> [Material provided]:
:::::

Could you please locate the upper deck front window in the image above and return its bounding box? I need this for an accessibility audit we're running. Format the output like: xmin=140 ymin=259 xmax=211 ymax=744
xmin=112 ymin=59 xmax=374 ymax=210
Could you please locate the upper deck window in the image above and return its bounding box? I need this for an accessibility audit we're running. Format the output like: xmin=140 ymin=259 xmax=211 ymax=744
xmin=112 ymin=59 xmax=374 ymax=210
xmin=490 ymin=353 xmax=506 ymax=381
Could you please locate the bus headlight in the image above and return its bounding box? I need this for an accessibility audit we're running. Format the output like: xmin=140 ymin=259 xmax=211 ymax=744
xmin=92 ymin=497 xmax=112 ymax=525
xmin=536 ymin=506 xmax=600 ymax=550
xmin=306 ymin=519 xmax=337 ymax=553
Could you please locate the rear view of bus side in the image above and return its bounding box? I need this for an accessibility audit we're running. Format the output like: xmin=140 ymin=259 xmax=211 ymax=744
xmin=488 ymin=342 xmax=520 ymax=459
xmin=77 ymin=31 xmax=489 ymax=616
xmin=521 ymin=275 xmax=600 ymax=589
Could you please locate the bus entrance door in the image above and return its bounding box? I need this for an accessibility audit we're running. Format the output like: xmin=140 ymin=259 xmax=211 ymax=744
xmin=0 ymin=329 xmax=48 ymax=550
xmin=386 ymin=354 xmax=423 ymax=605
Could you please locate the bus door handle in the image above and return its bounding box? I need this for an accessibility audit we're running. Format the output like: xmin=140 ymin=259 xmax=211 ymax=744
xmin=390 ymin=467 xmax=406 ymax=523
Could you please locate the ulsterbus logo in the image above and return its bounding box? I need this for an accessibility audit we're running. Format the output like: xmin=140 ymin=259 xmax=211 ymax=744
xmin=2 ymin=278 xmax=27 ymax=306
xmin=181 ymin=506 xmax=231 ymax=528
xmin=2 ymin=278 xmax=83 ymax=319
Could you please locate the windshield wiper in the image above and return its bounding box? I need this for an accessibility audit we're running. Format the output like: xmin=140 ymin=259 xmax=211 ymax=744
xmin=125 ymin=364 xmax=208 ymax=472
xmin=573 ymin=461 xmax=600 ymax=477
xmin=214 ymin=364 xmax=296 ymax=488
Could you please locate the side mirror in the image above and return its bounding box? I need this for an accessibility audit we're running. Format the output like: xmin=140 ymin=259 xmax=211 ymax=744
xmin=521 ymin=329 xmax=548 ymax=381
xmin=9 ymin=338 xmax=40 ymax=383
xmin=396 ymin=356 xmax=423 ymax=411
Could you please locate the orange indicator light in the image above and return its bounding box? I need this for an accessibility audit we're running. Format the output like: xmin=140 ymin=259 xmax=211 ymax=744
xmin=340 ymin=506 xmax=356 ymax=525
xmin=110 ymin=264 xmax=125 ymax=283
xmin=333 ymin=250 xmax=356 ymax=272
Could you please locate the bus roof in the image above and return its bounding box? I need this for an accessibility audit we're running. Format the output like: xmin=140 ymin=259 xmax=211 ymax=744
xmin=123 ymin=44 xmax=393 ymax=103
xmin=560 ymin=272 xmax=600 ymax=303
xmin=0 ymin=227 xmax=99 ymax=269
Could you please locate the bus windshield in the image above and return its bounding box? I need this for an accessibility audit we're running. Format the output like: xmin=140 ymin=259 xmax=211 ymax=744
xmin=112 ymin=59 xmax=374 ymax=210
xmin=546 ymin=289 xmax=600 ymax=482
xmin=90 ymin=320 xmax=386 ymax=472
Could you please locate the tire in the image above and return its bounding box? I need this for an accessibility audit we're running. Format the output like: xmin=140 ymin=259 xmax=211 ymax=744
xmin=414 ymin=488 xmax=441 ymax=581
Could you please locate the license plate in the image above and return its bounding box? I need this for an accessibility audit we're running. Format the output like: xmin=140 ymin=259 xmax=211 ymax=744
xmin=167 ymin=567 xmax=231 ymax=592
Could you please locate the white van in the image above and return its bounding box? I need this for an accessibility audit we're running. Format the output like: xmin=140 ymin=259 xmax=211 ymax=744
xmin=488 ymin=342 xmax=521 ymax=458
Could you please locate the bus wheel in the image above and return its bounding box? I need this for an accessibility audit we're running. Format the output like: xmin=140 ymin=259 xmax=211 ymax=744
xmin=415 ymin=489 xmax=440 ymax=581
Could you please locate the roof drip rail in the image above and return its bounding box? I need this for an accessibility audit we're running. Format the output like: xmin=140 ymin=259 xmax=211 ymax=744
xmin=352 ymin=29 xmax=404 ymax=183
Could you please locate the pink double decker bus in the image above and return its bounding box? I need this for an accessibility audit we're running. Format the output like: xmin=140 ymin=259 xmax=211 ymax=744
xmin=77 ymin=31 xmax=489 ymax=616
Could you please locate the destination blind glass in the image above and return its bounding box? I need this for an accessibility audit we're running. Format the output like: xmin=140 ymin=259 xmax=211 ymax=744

:::::

> [What is expected]: Can you copy each of the entries above word for word, leaving nothing out?

> [Finished answer]:
Could you please locate the upper deck front window in the image above and return its bounding box? I need this for an accessibility audit we're running. Format the output like: xmin=140 ymin=259 xmax=211 ymax=744
xmin=112 ymin=59 xmax=374 ymax=210
Could you please locate the upper deck window in the image above and return its bounding box? I need this for an accessibility audit we're running. Format the output like: xmin=140 ymin=259 xmax=211 ymax=744
xmin=112 ymin=59 xmax=374 ymax=210
xmin=490 ymin=353 xmax=506 ymax=381
Could you please locate the bus headlight in the image above and return its bounding box? I need this for an accessibility audit we're running. Format the output like: xmin=140 ymin=259 xmax=211 ymax=744
xmin=92 ymin=497 xmax=112 ymax=525
xmin=536 ymin=506 xmax=600 ymax=550
xmin=306 ymin=519 xmax=337 ymax=553
Could you please locate the rear view of bus side in the image above and return its bounding box? I need this for an accessibility audit we're running. Format the output like: xmin=140 ymin=259 xmax=211 ymax=744
xmin=488 ymin=342 xmax=520 ymax=459
xmin=77 ymin=31 xmax=489 ymax=616
xmin=521 ymin=275 xmax=600 ymax=589
Could you please locate the bus entrance door in the image above and return its bounding box? I need this for an accessibility audit we're running. Format the output like: xmin=140 ymin=259 xmax=211 ymax=744
xmin=0 ymin=329 xmax=48 ymax=550
xmin=386 ymin=354 xmax=423 ymax=605
Could you please locate the bus door handle in the image above and return its bounding box? I need this for an accessibility audit we're running. Format the output like: xmin=140 ymin=259 xmax=211 ymax=744
xmin=390 ymin=467 xmax=406 ymax=523
Could you please locate the ulsterbus logo in the image above and return its bounding box? I need this for an accessibility audit we're running. Format the output like: xmin=140 ymin=259 xmax=211 ymax=744
xmin=2 ymin=278 xmax=27 ymax=306
xmin=181 ymin=506 xmax=231 ymax=528
xmin=2 ymin=278 xmax=83 ymax=319
Could you please locate the windshield wiper in the image above and return its bounding box? I need this for an accessibility audit we're running. Format the output like: xmin=140 ymin=259 xmax=211 ymax=744
xmin=125 ymin=364 xmax=208 ymax=472
xmin=573 ymin=461 xmax=600 ymax=477
xmin=214 ymin=364 xmax=296 ymax=488
Could you please locate the side mirror in the image above and return its bounding box? I need this for an accessibility audit we're running. Format the output like: xmin=140 ymin=259 xmax=211 ymax=744
xmin=521 ymin=329 xmax=548 ymax=381
xmin=9 ymin=338 xmax=40 ymax=383
xmin=396 ymin=356 xmax=423 ymax=411
Could you please locate the orange indicator light in the image above and return its bounding box? I need this for an accessibility audit we're running. Format the output like: xmin=140 ymin=259 xmax=211 ymax=744
xmin=340 ymin=506 xmax=356 ymax=525
xmin=110 ymin=264 xmax=125 ymax=283
xmin=333 ymin=250 xmax=356 ymax=272
Could you please locate the bus roof in the image above and return its bounding box? I need this for an accessibility audit we're running. Format the output like: xmin=140 ymin=259 xmax=211 ymax=744
xmin=123 ymin=44 xmax=393 ymax=103
xmin=560 ymin=272 xmax=600 ymax=303
xmin=0 ymin=227 xmax=99 ymax=269
Could you please locate the bus windshield in the image above and return its bounding box? I need this for an accessibility audit we're running. Format the output like: xmin=140 ymin=259 xmax=211 ymax=744
xmin=112 ymin=59 xmax=374 ymax=210
xmin=546 ymin=289 xmax=600 ymax=482
xmin=90 ymin=320 xmax=386 ymax=472
Could you please locate the tire in the image above and return its bounding box? I need this for an accessibility audit we're running. Format the output like: xmin=140 ymin=259 xmax=211 ymax=744
xmin=414 ymin=488 xmax=441 ymax=581
Could you please locate the license plate in the image above and return its bounding box? I need this for an accessibility audit we're running. Format the output like: xmin=140 ymin=259 xmax=211 ymax=744
xmin=167 ymin=567 xmax=231 ymax=592
Could you please locate the white van in the image above and return its bounding box? I need this for an accessibility audit we're running. Format the output like: xmin=140 ymin=259 xmax=211 ymax=744
xmin=488 ymin=342 xmax=521 ymax=458
Could you please locate the bus wheel in the image above and return its bounding box? I need this for an accessibility audit we're running. Format the output like: xmin=140 ymin=259 xmax=211 ymax=744
xmin=415 ymin=489 xmax=440 ymax=581
Could you please locate the roof drip rail in the image above and return its bounding box? I need this for an accessibility audit we're running. Format the output like: xmin=140 ymin=259 xmax=211 ymax=744
xmin=352 ymin=29 xmax=404 ymax=183
Could you please locate the pink double decker bus in the image above and return its bounding box? I need this for an accessibility audit we're running. Format the output like: xmin=140 ymin=259 xmax=211 ymax=744
xmin=77 ymin=31 xmax=489 ymax=616
Could you please locate the destination blind glass in the image above and return its bounding box? I need this for an accessibility audit we're running. Format the output like: xmin=140 ymin=259 xmax=211 ymax=744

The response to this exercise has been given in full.